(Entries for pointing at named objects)

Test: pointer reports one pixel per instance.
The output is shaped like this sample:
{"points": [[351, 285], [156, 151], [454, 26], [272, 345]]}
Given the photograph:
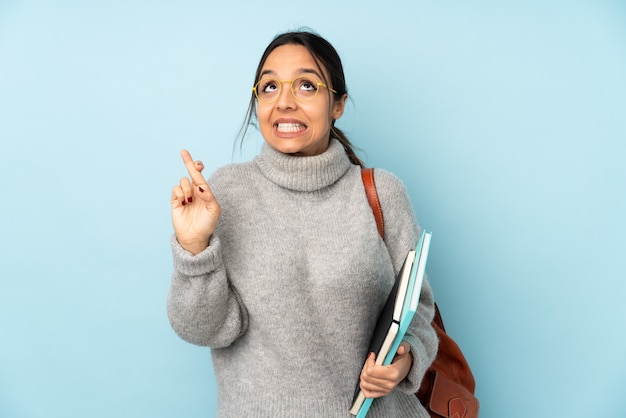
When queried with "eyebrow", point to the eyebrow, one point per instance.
{"points": [[300, 71]]}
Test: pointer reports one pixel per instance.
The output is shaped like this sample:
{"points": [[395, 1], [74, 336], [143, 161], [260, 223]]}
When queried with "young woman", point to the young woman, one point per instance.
{"points": [[278, 265]]}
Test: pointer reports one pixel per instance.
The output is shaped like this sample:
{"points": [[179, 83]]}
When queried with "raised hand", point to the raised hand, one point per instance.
{"points": [[195, 211]]}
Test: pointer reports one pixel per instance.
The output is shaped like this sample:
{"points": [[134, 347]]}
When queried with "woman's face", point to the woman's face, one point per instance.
{"points": [[290, 125]]}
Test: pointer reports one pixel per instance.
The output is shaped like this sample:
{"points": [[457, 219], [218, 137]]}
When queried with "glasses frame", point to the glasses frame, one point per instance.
{"points": [[293, 92]]}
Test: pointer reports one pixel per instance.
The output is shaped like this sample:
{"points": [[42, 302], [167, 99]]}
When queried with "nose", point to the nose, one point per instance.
{"points": [[286, 100]]}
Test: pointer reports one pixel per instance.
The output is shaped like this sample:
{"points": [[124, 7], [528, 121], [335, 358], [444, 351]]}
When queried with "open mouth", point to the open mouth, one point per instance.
{"points": [[290, 127]]}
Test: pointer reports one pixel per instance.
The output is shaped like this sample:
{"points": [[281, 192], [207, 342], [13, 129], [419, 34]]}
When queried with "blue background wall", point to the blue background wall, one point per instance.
{"points": [[506, 120]]}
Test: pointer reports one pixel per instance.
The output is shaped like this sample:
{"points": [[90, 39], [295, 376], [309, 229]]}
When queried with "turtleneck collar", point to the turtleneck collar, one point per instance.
{"points": [[305, 174]]}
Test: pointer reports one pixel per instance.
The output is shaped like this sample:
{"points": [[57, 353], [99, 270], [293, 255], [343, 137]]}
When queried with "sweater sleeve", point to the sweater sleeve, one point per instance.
{"points": [[202, 307], [401, 235]]}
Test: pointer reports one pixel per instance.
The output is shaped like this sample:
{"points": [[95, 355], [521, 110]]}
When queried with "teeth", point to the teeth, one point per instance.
{"points": [[290, 127]]}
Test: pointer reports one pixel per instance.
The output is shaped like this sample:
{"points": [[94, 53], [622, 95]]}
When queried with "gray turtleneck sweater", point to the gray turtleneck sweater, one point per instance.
{"points": [[288, 290]]}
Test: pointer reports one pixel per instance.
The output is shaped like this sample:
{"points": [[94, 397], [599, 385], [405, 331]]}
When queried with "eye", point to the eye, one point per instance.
{"points": [[268, 86], [304, 84]]}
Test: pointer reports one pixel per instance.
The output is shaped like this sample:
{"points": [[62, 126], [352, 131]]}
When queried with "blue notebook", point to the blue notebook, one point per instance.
{"points": [[405, 308]]}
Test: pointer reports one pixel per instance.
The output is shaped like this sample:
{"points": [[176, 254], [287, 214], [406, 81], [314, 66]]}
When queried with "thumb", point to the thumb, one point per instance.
{"points": [[404, 348]]}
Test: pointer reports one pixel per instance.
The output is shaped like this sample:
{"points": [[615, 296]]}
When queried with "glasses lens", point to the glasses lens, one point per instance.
{"points": [[304, 88], [267, 90]]}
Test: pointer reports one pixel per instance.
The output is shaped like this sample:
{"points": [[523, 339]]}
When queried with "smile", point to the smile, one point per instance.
{"points": [[290, 127]]}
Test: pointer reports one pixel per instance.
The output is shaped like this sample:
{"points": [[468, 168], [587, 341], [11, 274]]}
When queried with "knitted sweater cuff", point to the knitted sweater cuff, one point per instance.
{"points": [[204, 262]]}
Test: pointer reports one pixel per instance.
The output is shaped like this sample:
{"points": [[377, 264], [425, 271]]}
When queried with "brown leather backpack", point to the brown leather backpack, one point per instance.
{"points": [[447, 389]]}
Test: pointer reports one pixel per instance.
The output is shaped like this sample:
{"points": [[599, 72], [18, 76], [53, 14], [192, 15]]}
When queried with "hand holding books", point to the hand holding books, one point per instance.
{"points": [[378, 380], [393, 321]]}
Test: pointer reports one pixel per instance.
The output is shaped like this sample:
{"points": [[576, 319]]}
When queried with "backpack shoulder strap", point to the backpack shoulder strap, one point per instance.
{"points": [[372, 197]]}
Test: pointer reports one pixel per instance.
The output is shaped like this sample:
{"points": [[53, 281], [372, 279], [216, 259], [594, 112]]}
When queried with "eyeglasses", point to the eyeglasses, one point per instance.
{"points": [[303, 88]]}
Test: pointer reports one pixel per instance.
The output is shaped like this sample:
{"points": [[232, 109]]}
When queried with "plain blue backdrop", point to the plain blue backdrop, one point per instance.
{"points": [[506, 120]]}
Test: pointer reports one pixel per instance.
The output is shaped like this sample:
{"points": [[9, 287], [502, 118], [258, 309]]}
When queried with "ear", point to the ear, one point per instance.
{"points": [[338, 107]]}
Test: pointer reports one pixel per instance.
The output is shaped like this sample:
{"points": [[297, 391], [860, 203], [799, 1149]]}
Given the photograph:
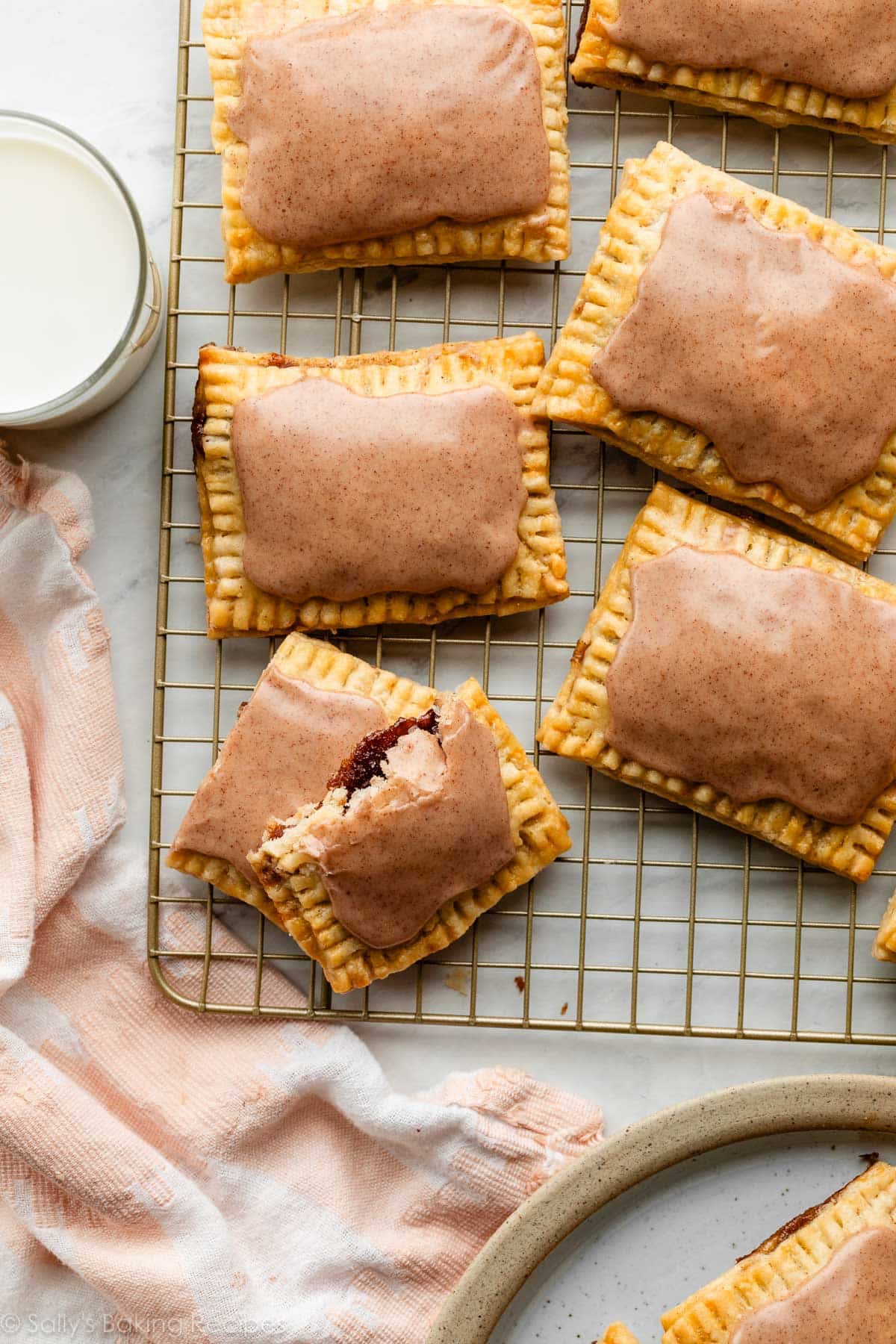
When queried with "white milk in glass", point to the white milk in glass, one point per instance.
{"points": [[73, 273]]}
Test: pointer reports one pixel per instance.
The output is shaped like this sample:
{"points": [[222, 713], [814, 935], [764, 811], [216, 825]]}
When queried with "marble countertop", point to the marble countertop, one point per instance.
{"points": [[108, 70]]}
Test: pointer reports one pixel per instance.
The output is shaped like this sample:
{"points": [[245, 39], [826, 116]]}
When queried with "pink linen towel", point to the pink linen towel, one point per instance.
{"points": [[166, 1175]]}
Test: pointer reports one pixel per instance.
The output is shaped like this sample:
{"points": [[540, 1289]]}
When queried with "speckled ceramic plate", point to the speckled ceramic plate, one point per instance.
{"points": [[724, 1169]]}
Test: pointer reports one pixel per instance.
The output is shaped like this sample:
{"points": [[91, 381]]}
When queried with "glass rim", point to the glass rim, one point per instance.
{"points": [[43, 410]]}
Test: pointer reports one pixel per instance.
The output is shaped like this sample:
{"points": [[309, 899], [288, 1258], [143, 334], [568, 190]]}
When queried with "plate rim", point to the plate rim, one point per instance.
{"points": [[795, 1104]]}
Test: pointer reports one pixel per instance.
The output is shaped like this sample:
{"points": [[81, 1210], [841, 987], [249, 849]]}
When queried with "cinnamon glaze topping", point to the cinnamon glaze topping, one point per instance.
{"points": [[285, 744], [762, 683], [778, 351], [388, 120], [346, 497], [852, 1300], [430, 824], [844, 46]]}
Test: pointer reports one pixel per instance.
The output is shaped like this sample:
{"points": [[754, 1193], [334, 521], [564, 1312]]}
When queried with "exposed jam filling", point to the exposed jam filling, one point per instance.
{"points": [[778, 351], [367, 759], [426, 819], [844, 46], [386, 120], [852, 1298], [346, 497], [762, 683], [279, 756]]}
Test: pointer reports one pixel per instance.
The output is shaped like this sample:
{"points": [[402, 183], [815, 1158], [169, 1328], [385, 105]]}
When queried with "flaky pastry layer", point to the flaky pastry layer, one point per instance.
{"points": [[746, 93], [575, 725], [783, 1263], [541, 833], [853, 523], [541, 235], [326, 668], [234, 605]]}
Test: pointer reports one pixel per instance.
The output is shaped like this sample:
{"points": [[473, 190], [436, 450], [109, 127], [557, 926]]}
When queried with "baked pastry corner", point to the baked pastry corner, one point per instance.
{"points": [[785, 1261], [884, 947], [744, 93], [617, 1334]]}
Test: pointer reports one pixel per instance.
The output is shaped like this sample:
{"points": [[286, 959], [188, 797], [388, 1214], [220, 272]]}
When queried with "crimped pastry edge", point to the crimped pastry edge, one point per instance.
{"points": [[853, 523], [541, 833], [600, 60], [768, 1275], [574, 725], [539, 237], [234, 605]]}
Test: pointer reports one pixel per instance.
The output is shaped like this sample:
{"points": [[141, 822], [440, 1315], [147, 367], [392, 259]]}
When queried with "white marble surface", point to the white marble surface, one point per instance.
{"points": [[107, 67]]}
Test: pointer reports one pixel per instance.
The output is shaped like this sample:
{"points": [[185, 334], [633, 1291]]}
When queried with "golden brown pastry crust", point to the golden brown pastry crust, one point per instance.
{"points": [[886, 940], [786, 1261], [853, 523], [576, 722], [541, 235], [233, 603], [329, 670], [541, 833], [746, 93]]}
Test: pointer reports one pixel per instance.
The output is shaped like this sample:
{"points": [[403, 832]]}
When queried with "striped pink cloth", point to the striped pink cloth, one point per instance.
{"points": [[172, 1176]]}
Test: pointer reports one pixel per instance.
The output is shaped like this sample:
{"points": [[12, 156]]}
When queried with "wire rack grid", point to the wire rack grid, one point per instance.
{"points": [[656, 921]]}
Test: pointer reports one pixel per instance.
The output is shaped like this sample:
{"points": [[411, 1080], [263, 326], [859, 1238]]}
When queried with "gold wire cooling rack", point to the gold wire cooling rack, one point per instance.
{"points": [[656, 921]]}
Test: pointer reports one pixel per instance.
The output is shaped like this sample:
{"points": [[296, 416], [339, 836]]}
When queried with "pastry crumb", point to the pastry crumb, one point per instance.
{"points": [[458, 980]]}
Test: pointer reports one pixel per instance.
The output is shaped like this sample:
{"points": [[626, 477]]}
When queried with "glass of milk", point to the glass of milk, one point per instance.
{"points": [[80, 293]]}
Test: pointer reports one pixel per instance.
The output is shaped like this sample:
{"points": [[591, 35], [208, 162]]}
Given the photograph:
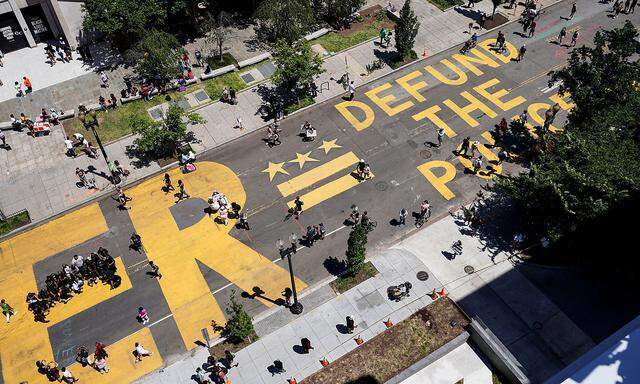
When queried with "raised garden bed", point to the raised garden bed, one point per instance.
{"points": [[372, 20], [14, 222], [345, 282], [399, 347]]}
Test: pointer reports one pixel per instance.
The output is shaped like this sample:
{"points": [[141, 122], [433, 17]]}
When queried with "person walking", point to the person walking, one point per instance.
{"points": [[477, 164], [7, 310], [464, 147], [352, 90], [532, 28], [562, 35], [298, 206], [402, 217], [306, 345], [293, 239], [67, 376], [3, 138], [574, 8], [574, 39], [521, 52], [27, 85], [168, 186], [440, 137], [182, 192], [155, 270], [139, 352], [143, 315]]}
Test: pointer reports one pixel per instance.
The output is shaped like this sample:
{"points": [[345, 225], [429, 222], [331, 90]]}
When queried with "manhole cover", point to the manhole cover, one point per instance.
{"points": [[425, 154], [382, 186], [247, 77]]}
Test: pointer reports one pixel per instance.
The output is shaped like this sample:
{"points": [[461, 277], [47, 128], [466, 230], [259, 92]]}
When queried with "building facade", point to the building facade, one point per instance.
{"points": [[25, 23]]}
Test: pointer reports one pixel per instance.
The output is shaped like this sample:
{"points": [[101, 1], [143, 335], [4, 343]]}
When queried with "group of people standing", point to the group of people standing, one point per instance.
{"points": [[70, 280]]}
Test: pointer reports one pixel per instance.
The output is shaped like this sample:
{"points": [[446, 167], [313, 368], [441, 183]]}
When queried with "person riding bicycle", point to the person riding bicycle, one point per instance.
{"points": [[425, 209]]}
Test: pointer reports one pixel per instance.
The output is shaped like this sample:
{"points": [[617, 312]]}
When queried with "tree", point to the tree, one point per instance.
{"points": [[240, 325], [156, 57], [592, 167], [603, 80], [338, 11], [284, 19], [406, 30], [123, 21], [218, 33], [356, 248], [495, 3], [162, 138], [296, 65]]}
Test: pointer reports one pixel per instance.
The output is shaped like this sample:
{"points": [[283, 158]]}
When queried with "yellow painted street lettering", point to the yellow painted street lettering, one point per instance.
{"points": [[439, 182], [384, 101]]}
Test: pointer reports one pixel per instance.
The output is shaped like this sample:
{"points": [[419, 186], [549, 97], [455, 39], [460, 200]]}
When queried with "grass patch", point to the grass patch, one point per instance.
{"points": [[304, 102], [359, 32], [16, 221], [214, 86], [227, 59], [396, 349], [346, 282], [218, 349], [446, 4]]}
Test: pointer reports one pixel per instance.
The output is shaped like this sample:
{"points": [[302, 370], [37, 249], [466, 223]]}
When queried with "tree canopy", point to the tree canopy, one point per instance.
{"points": [[593, 165], [296, 65], [406, 30]]}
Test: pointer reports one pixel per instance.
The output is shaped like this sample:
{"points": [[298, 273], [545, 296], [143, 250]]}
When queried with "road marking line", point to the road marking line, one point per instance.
{"points": [[314, 175], [327, 191]]}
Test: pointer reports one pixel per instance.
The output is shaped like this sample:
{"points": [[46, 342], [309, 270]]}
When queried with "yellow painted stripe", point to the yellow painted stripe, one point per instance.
{"points": [[323, 171], [328, 191]]}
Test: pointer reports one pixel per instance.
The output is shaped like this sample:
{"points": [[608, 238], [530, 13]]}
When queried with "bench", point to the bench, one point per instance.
{"points": [[254, 60], [218, 72]]}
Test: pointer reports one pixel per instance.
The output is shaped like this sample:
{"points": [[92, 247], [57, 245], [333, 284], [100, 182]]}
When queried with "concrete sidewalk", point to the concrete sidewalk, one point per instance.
{"points": [[35, 175]]}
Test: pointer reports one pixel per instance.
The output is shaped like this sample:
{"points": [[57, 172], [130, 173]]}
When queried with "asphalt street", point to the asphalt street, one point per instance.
{"points": [[397, 143]]}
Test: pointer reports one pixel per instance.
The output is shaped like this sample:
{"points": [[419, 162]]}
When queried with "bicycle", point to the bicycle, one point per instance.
{"points": [[421, 219]]}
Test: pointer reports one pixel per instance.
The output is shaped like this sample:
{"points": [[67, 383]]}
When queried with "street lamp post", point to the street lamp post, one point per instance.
{"points": [[92, 125], [296, 308]]}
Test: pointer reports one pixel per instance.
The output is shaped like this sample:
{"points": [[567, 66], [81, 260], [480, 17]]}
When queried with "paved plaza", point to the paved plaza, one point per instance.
{"points": [[391, 123]]}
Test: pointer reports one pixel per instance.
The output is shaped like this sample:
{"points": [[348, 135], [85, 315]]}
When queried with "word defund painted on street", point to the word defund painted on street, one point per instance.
{"points": [[362, 115]]}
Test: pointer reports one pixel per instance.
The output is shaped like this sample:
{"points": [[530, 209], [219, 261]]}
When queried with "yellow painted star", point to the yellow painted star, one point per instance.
{"points": [[329, 145], [274, 168], [301, 159]]}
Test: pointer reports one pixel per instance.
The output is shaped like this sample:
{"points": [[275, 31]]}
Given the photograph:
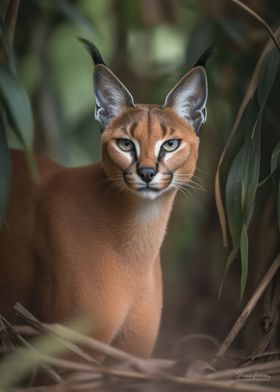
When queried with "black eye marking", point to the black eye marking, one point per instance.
{"points": [[126, 145]]}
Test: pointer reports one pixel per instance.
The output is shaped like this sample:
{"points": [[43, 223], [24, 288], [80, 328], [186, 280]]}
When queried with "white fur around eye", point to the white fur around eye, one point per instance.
{"points": [[125, 154], [137, 147], [158, 147], [169, 155]]}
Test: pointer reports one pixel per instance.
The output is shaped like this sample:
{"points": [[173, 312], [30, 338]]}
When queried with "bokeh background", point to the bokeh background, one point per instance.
{"points": [[149, 45]]}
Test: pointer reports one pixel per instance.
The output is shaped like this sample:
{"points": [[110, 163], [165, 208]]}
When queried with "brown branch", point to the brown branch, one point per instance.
{"points": [[256, 368], [249, 307], [11, 17], [259, 19]]}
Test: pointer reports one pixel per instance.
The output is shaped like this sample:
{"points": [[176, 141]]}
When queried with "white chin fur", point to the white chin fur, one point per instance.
{"points": [[149, 194]]}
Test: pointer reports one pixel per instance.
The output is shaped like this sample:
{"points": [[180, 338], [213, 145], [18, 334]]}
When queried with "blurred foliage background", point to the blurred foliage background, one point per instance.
{"points": [[149, 45]]}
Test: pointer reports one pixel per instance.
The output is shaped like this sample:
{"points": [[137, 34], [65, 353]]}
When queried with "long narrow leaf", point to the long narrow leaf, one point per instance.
{"points": [[18, 106], [5, 172], [244, 259]]}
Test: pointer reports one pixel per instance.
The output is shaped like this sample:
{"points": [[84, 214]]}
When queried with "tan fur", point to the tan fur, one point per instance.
{"points": [[82, 242]]}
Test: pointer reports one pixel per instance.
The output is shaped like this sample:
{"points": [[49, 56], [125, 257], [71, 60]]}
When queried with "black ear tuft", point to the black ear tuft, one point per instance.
{"points": [[203, 59], [93, 51]]}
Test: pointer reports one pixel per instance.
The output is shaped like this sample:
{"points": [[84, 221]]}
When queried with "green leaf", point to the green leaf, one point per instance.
{"points": [[5, 172], [275, 159], [243, 176], [18, 106], [6, 46], [268, 73], [244, 259], [278, 207]]}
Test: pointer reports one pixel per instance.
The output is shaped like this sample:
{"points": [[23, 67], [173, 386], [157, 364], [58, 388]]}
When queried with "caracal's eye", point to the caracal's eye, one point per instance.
{"points": [[171, 145], [125, 145]]}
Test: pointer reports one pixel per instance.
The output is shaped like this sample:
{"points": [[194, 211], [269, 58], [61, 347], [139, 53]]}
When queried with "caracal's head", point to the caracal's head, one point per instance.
{"points": [[149, 149]]}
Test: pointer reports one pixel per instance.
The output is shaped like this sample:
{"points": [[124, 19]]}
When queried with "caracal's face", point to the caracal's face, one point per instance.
{"points": [[149, 150]]}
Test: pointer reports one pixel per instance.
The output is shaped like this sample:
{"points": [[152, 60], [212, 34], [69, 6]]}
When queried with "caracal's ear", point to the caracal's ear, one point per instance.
{"points": [[111, 95], [188, 97]]}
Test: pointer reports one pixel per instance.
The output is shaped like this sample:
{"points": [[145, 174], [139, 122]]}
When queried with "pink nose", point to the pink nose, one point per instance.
{"points": [[147, 173]]}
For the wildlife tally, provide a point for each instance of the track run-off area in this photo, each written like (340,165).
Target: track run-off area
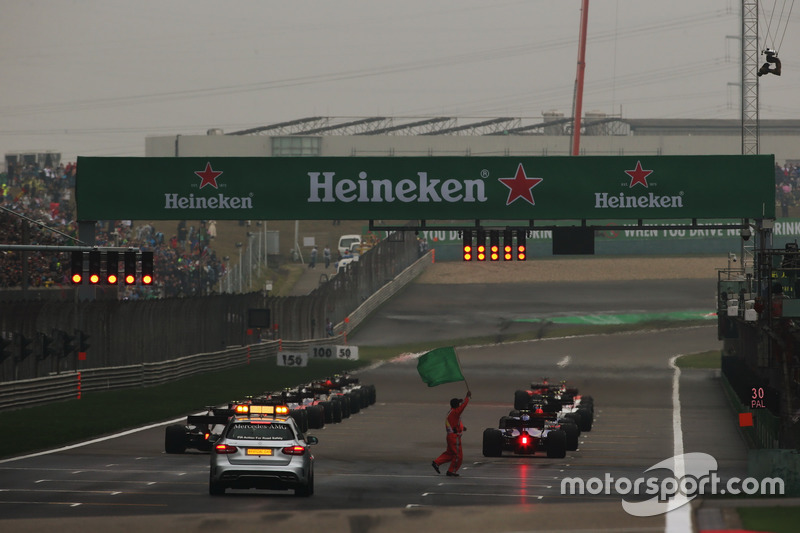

### Task prompt
Show every line of the material that contains the word "street", copying each one in full.

### The response
When queried with "yellow painted street lettering", point to the yellow painted street lettering, one point per instance.
When queried with "asphalt street", point to the asphalt street, one point per instance.
When queried with "street lamp post", point to the street lamp post, one point per instance.
When queried with "word defund painted on street", point to the word defund painted on street, one point per instance.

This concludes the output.